> [AIM]: Extract each line of the material below that contains the word "white", and copy every such line in full.

> [Stored dataset items]:
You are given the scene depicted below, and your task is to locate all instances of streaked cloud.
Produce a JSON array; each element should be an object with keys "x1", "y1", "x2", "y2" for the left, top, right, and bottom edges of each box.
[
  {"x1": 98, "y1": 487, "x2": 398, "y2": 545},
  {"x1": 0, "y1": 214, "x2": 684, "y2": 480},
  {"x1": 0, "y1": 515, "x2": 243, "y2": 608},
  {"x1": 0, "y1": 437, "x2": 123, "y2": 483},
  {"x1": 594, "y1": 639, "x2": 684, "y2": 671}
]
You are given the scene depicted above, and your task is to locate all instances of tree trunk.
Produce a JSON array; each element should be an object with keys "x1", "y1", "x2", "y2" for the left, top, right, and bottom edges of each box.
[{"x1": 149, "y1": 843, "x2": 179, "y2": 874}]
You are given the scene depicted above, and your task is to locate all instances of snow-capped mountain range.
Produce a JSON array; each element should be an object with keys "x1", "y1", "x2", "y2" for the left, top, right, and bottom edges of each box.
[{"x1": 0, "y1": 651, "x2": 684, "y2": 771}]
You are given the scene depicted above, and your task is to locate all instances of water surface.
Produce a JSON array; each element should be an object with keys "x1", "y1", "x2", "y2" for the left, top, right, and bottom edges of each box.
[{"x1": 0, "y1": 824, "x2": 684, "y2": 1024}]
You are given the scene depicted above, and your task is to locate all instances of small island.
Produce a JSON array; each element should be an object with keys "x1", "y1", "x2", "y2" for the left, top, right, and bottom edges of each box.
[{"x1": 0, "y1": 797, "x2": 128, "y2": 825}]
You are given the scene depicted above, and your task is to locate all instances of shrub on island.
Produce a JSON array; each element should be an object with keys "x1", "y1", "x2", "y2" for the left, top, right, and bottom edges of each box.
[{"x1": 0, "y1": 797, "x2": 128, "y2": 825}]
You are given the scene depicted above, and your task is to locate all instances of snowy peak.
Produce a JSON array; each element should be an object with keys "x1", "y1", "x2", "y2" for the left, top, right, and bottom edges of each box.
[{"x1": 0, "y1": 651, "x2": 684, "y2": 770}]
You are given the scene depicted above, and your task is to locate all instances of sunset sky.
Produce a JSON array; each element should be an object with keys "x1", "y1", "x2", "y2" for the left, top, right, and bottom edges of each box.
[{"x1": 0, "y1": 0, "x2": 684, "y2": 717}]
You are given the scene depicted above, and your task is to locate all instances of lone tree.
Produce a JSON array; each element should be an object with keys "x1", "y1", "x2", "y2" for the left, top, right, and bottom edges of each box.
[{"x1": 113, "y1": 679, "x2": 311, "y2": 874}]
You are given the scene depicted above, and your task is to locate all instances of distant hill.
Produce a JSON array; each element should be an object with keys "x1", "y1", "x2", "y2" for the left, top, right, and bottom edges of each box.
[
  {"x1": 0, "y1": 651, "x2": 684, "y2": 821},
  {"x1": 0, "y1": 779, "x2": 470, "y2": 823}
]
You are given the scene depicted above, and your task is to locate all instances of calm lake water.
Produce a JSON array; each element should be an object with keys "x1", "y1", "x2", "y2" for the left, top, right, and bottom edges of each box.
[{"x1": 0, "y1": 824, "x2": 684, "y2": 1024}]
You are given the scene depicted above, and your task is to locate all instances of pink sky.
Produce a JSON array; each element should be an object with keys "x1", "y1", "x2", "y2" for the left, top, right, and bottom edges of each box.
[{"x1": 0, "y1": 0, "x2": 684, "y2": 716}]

...

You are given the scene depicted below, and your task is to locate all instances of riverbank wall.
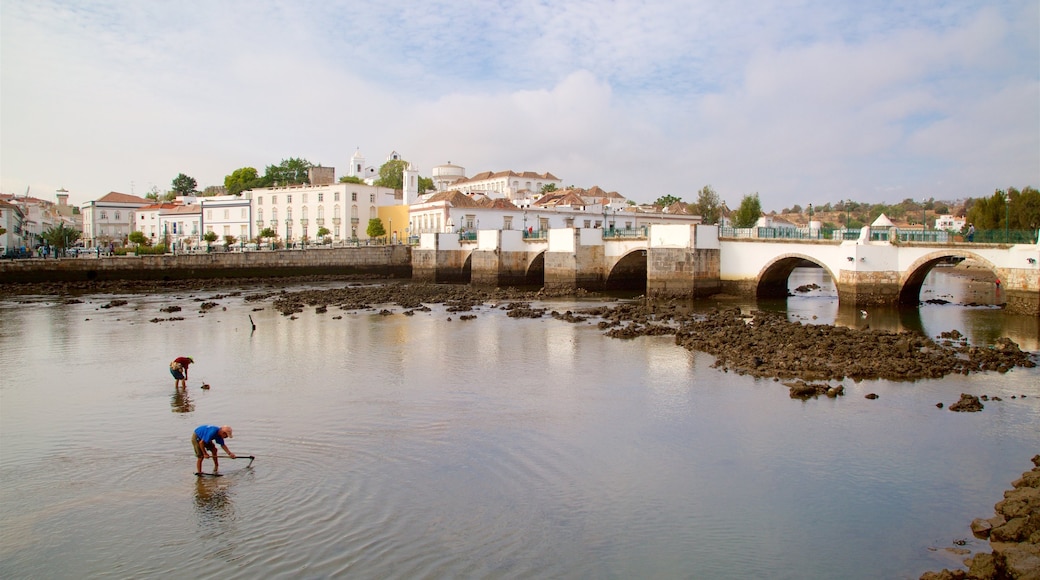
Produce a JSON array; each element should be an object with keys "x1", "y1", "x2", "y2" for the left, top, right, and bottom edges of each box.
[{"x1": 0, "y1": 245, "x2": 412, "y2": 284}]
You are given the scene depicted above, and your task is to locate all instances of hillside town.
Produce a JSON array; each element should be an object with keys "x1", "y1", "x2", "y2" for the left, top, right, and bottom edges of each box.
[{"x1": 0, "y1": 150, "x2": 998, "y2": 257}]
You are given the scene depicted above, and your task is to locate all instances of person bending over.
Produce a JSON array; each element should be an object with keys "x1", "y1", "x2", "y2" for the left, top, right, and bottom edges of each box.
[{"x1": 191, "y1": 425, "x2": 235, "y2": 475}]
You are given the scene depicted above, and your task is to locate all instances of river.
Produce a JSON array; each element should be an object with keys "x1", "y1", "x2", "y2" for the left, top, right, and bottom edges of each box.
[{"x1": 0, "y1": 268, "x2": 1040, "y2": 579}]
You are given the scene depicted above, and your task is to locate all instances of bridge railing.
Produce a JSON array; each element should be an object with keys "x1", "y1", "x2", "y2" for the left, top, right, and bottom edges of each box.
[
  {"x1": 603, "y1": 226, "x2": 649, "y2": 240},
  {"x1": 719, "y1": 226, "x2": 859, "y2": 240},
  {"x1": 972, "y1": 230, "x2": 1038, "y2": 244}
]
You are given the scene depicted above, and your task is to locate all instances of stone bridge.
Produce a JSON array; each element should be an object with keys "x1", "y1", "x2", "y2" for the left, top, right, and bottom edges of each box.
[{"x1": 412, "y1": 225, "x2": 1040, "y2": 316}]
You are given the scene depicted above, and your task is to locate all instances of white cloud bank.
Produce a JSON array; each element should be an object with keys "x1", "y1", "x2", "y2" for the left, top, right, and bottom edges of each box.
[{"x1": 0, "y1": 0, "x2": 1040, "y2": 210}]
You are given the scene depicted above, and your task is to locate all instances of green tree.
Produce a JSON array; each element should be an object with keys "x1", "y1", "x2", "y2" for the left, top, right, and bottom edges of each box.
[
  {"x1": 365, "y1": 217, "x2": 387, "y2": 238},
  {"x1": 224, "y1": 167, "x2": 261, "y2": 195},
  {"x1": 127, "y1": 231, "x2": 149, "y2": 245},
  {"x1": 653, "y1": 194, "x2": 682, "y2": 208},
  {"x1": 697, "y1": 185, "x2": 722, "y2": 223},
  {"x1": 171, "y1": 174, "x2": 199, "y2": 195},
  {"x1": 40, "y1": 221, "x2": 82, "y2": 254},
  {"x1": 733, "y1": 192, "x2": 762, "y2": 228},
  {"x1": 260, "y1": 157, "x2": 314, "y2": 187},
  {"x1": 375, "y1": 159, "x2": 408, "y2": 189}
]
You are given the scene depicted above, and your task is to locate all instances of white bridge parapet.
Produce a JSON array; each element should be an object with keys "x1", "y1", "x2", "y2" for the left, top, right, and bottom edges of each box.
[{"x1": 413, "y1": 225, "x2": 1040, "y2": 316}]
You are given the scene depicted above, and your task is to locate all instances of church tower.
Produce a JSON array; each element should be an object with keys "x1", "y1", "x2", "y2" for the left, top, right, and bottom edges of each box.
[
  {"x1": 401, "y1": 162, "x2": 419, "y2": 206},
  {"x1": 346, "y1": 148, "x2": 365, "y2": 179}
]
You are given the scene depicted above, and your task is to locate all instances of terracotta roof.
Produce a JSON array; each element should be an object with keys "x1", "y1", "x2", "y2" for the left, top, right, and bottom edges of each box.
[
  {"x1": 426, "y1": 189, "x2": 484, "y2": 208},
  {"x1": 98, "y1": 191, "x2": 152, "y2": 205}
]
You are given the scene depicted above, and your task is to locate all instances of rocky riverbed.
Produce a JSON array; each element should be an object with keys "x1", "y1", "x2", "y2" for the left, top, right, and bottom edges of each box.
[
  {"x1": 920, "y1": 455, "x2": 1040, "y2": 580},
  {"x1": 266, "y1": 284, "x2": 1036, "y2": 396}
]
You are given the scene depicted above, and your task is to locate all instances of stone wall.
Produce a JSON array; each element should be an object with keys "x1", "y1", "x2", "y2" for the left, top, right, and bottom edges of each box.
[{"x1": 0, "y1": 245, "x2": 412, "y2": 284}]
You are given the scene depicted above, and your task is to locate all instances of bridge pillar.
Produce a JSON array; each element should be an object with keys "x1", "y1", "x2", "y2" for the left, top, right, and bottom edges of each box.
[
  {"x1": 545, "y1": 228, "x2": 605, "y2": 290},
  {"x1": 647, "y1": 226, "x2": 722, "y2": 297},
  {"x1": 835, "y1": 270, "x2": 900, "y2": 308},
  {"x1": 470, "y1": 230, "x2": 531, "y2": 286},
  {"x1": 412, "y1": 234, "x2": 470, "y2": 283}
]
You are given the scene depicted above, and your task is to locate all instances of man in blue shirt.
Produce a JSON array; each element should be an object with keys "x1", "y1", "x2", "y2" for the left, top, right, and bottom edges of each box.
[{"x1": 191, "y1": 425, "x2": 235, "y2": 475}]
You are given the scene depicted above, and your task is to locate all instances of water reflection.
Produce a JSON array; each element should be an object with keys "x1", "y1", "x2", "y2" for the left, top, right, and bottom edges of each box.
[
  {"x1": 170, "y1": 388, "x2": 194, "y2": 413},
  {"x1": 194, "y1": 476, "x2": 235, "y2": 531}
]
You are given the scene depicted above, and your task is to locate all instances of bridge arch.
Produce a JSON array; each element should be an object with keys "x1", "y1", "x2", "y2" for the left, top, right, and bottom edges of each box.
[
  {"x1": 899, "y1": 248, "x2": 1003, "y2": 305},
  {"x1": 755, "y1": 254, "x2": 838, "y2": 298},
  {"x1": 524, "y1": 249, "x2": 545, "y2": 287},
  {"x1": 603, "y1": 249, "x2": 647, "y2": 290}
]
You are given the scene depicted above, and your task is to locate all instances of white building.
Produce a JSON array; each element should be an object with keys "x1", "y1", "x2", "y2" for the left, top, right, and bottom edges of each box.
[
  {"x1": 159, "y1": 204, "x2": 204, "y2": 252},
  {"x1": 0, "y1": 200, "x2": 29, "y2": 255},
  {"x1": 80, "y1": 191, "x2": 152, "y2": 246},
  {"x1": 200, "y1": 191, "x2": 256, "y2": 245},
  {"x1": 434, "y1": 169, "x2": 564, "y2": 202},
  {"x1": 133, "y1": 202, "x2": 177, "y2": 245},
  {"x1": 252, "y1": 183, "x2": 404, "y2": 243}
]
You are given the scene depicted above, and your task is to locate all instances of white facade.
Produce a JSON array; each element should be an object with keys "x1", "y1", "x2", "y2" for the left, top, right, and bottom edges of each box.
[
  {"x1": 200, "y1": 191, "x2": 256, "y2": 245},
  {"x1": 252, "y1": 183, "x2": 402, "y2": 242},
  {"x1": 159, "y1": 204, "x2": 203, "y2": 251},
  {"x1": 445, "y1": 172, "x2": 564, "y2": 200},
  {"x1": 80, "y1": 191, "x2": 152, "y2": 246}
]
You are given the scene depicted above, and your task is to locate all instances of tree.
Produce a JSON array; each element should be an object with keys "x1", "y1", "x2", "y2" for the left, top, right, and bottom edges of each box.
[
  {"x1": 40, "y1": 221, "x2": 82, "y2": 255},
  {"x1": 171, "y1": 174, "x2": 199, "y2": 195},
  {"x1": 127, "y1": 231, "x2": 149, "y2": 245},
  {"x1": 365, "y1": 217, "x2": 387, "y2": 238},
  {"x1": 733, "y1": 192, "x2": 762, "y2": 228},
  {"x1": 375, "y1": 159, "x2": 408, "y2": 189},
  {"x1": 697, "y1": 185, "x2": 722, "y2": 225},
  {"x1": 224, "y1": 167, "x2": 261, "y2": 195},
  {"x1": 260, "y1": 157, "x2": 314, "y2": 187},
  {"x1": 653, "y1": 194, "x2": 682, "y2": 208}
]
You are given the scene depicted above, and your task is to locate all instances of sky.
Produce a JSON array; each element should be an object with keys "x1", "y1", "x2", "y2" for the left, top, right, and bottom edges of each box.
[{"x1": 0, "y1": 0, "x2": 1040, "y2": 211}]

> [ANSWER FOR THE TASK]:
You are given the scene depicted above, and your task is to locate all instances of white cloud bank.
You are given the scene depicted above, and your task is to locate all instances of white bridge parapet.
You are given the scene depicted above, and your task is to locate all instances of white building.
You are given the scene depicted above, and your task is to locate all instances of white facade.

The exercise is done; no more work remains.